* [WRITTEN PROBLEM]:
Update the listing below by changing every "woman's" to "person's" and reproduce all of its lines, keeping everything else the same.
[begin RECORDS FOR THIS TASK]
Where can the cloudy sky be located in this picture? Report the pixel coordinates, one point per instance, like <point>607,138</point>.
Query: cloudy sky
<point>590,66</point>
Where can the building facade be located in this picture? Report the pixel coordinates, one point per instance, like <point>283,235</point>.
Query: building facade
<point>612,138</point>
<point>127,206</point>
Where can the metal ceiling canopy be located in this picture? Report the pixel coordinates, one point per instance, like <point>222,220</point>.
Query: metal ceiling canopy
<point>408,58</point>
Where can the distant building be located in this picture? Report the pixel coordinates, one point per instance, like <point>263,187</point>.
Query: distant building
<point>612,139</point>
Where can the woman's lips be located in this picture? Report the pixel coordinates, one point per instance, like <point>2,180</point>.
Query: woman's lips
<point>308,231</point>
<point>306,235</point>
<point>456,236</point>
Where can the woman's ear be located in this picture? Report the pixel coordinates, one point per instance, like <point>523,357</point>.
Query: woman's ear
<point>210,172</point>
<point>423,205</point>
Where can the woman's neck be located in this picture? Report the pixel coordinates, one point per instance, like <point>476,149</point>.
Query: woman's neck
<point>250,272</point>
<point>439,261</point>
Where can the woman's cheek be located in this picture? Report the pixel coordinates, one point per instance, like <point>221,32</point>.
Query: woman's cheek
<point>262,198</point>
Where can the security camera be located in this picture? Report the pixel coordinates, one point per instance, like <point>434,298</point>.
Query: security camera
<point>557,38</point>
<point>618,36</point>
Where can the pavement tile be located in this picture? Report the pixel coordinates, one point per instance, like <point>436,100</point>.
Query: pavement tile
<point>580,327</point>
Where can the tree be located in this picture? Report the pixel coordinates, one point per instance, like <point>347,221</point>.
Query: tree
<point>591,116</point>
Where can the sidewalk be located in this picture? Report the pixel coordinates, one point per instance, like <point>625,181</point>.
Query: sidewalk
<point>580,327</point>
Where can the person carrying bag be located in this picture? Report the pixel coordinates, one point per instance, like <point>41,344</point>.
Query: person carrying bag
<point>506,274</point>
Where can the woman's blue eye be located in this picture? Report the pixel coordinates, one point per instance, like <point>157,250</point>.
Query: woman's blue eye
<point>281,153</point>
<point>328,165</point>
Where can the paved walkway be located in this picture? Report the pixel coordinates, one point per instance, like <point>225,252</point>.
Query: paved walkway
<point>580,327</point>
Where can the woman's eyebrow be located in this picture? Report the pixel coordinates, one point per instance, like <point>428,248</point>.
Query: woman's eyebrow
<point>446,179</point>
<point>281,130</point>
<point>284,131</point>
[end RECORDS FOR THIS TASK]
* [FINAL RESULT]:
Where can the cloudy sky be located in this picture? Report the pixel coordinates, one point per instance, like <point>607,138</point>.
Query: cloudy sky
<point>590,66</point>
Where can the building facade be located in this picture? Report the pixel coordinates, one point per instance, like <point>283,235</point>.
Query: building facade
<point>612,138</point>
<point>127,206</point>
Where can the metal ceiling canopy be located in this picture? Report the pixel coordinates, one point per instance, like <point>222,220</point>.
Query: metal ceiling canopy
<point>408,58</point>
Where can the distant building be located in this picture? Report the pixel coordinates, one point per instance, like <point>263,187</point>.
Query: distant building
<point>612,139</point>
Where can the person's lips be located in this picture? Report the pixel coordinates, one point per instance, like <point>2,180</point>.
Query: person's lips
<point>308,231</point>
<point>306,235</point>
<point>456,236</point>
Where can the person's ear be located in this picture? Report the pixel coordinates, one point per instance, like <point>523,357</point>.
Query: person's ear
<point>210,172</point>
<point>423,205</point>
Where can the person's neck be located in this picture? Report the pixel coordinates, one point per instance, like <point>476,149</point>.
Query: person's neck
<point>250,272</point>
<point>439,261</point>
Where can the person's cheek be located in this picture? Report the pixel coordinates, one point per instance, like <point>221,32</point>.
Query: person's cheek
<point>262,198</point>
Where can the security camera be located in this picture? Report the pixel coordinates, one point per instance, like <point>434,298</point>.
Query: security camera
<point>557,38</point>
<point>618,36</point>
Where can the pavement tile be located in this picture? Report the pixel coordinates, one point per instance, like <point>436,100</point>.
Query: pavement tile
<point>580,327</point>
Where can the tree be located in this picture? Report the pixel coordinates, one point per instance, like <point>347,221</point>.
Query: tree
<point>591,116</point>
Where can the sidewalk be located in this picture? Report the pixel coordinates, one point per instance, like <point>625,181</point>.
Query: sidewalk
<point>580,327</point>
Where can the person carrying bag be located in this picture? Report the pixel coordinates, one point per instance, like <point>41,344</point>.
Query: person carrying bag
<point>506,274</point>
Where can the person's blue eye be located in this picture? Report the pixel coordinates, one point per instance, like <point>157,250</point>.
Query: person's blue eye
<point>281,153</point>
<point>328,165</point>
Where can the paved walkway be located in this picture? Report the pixel coordinates, one point per instance, like <point>225,252</point>.
Query: paved walkway
<point>580,327</point>
Where can the person's eyebrow be located in this picture? Report the pixel coordinates, one point per instance, like <point>428,248</point>.
Query: person's eyebrow
<point>446,179</point>
<point>281,130</point>
<point>284,131</point>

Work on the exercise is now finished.